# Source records
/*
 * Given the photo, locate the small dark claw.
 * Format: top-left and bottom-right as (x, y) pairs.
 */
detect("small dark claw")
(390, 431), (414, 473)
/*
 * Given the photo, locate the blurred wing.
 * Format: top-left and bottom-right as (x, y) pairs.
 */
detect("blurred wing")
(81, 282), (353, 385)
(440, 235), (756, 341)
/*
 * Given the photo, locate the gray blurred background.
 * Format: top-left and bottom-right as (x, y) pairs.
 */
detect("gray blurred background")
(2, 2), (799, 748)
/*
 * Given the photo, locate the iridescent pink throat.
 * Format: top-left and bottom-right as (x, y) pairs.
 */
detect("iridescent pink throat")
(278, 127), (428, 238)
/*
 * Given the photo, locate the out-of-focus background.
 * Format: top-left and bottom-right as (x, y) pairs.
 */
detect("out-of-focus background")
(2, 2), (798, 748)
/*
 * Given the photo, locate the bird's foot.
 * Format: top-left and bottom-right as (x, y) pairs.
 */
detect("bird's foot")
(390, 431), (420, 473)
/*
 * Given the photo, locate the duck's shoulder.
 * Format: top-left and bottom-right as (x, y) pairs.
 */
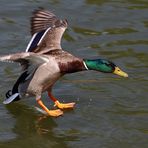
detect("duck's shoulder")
(44, 49), (86, 73)
(43, 49), (77, 61)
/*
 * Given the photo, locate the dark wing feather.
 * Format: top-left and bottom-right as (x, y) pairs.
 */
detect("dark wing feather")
(29, 8), (68, 53)
(31, 8), (57, 35)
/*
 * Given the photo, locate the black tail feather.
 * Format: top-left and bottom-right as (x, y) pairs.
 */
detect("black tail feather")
(5, 71), (29, 102)
(5, 90), (12, 98)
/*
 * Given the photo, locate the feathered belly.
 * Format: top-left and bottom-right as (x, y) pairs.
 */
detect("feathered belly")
(26, 70), (62, 96)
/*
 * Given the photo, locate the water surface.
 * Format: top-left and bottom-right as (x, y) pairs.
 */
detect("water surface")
(0, 0), (148, 148)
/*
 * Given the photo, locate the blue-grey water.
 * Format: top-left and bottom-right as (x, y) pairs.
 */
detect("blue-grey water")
(0, 0), (148, 148)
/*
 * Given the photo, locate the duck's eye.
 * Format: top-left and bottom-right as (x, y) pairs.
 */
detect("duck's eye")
(105, 63), (111, 67)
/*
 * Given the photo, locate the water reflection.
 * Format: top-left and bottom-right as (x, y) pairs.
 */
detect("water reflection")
(1, 103), (71, 148)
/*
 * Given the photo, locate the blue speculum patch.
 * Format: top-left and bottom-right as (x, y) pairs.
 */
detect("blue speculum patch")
(25, 28), (50, 52)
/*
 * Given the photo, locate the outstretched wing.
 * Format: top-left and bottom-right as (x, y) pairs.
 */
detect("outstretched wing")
(0, 52), (49, 71)
(26, 8), (68, 53)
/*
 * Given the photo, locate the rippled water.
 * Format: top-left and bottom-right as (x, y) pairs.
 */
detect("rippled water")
(0, 0), (148, 148)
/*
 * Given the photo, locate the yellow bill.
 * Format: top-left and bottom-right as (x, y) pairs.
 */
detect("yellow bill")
(113, 67), (128, 77)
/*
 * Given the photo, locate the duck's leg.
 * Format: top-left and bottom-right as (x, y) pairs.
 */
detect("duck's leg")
(36, 98), (63, 117)
(48, 92), (75, 109)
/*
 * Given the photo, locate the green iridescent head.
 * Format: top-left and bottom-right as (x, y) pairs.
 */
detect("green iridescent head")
(84, 59), (128, 77)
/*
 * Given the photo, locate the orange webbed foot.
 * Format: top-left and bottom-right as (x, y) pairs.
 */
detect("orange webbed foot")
(47, 109), (63, 117)
(37, 99), (63, 117)
(54, 101), (76, 109)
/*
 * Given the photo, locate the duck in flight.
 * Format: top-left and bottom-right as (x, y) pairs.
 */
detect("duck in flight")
(0, 8), (128, 117)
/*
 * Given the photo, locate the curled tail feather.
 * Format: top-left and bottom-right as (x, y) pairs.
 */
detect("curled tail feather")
(3, 71), (29, 104)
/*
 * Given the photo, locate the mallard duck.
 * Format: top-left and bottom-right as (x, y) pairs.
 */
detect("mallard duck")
(0, 8), (128, 117)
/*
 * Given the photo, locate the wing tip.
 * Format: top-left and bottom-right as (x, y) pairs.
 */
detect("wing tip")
(30, 8), (57, 35)
(32, 7), (45, 15)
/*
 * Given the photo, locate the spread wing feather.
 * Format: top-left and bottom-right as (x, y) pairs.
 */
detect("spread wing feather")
(0, 52), (49, 71)
(26, 8), (68, 53)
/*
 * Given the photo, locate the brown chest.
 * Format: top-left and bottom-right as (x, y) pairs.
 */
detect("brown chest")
(58, 60), (86, 73)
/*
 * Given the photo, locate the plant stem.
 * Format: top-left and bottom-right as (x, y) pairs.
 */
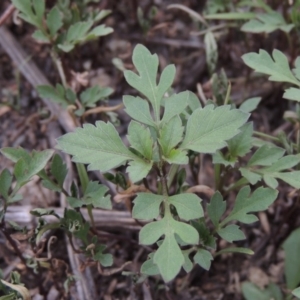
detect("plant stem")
(51, 50), (68, 88)
(253, 131), (280, 142)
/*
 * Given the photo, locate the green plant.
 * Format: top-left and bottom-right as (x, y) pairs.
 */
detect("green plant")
(0, 271), (30, 300)
(241, 227), (300, 300)
(53, 44), (282, 282)
(11, 0), (114, 118)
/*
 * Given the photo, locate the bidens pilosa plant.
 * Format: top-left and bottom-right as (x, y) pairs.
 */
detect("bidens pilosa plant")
(56, 44), (279, 282)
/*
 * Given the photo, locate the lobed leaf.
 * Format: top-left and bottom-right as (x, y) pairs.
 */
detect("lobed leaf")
(242, 49), (300, 86)
(222, 186), (278, 225)
(179, 105), (249, 153)
(132, 193), (164, 220)
(193, 249), (213, 271)
(127, 121), (153, 160)
(56, 121), (138, 172)
(217, 224), (246, 242)
(124, 44), (175, 122)
(169, 193), (204, 221)
(123, 95), (155, 127)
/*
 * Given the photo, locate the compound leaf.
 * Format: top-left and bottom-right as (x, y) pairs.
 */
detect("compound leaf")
(56, 121), (138, 172)
(132, 193), (164, 220)
(222, 186), (278, 225)
(242, 49), (300, 86)
(124, 44), (175, 121)
(179, 105), (249, 153)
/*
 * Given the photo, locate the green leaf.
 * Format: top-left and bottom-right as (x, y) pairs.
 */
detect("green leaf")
(240, 97), (261, 113)
(132, 193), (164, 220)
(241, 12), (294, 34)
(153, 234), (184, 282)
(204, 12), (256, 20)
(127, 121), (153, 160)
(66, 197), (83, 208)
(282, 228), (300, 289)
(217, 224), (246, 242)
(182, 250), (193, 273)
(227, 122), (253, 158)
(141, 254), (160, 275)
(159, 116), (184, 158)
(42, 180), (61, 192)
(208, 195), (229, 228)
(164, 148), (188, 164)
(139, 219), (165, 245)
(94, 251), (113, 267)
(193, 249), (213, 271)
(66, 21), (93, 42)
(13, 150), (54, 186)
(86, 24), (113, 39)
(179, 105), (249, 153)
(242, 49), (300, 86)
(191, 219), (216, 250)
(1, 147), (31, 163)
(83, 181), (111, 209)
(80, 86), (113, 107)
(32, 30), (50, 43)
(215, 247), (254, 256)
(30, 208), (56, 217)
(56, 121), (139, 172)
(51, 154), (67, 187)
(123, 95), (155, 127)
(169, 193), (204, 221)
(242, 282), (272, 300)
(293, 287), (300, 298)
(161, 91), (189, 123)
(262, 175), (278, 189)
(36, 84), (68, 106)
(139, 214), (199, 281)
(124, 44), (176, 122)
(283, 87), (300, 102)
(46, 6), (62, 36)
(32, 0), (45, 22)
(222, 186), (278, 225)
(126, 160), (152, 182)
(0, 169), (12, 201)
(240, 168), (261, 184)
(248, 145), (285, 167)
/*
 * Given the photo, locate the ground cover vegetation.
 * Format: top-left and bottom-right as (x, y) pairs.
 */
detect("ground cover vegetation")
(0, 0), (300, 299)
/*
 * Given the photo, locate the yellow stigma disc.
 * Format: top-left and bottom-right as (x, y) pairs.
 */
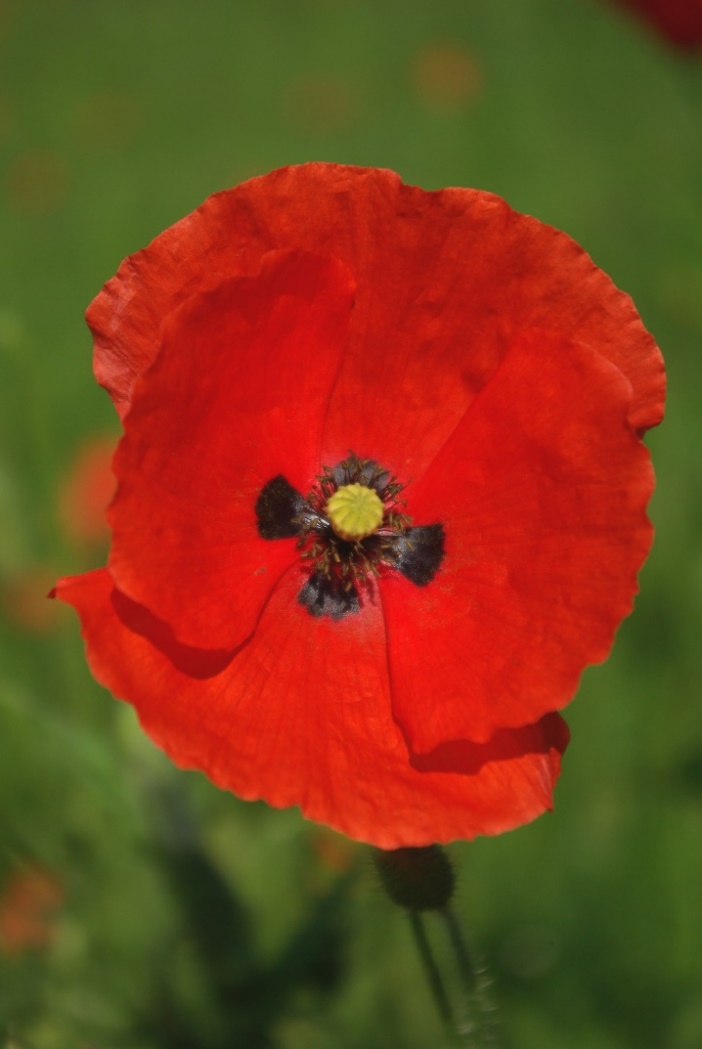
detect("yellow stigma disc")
(326, 483), (384, 541)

# EXERCISE GOAL
Above are records with pictures. Reproduce exactly only the lines from the line with "the mallard duck." through the line with "the green plant.", both ends included, and leave the pictures out.

# EXERCISE SOLUTION
 * Given the photo, locate the mallard duck.
 * Format: top-left and bottom-right as (x, y) pairs.
 */
detect("mallard duck")
(0, 8), (128, 117)
/*
 * Given the photo, locate the wing tip.
 * Format: top-left and bottom-right as (x, y) pairs.
 */
detect("wing tip")
(30, 8), (57, 35)
(32, 7), (45, 15)
/*
 * Given the photo, locate the spread wing feather.
 * Format: top-left and bottom-right as (x, y) pairs.
 */
detect("spread wing feather")
(0, 52), (49, 71)
(26, 8), (68, 53)
/*
 * Given the photo, locate the brown chest.
 * Format: top-left and bottom-right as (x, y) pairs.
 */
detect("brown chest")
(58, 60), (86, 73)
/*
 * Given the photo, locate the plant stem.
 * Format: top-left and bottom-right as (x, y) pairs.
 */
detect("plant stem")
(51, 50), (68, 88)
(253, 131), (280, 142)
/*
 * Given the photo, locate the green plant.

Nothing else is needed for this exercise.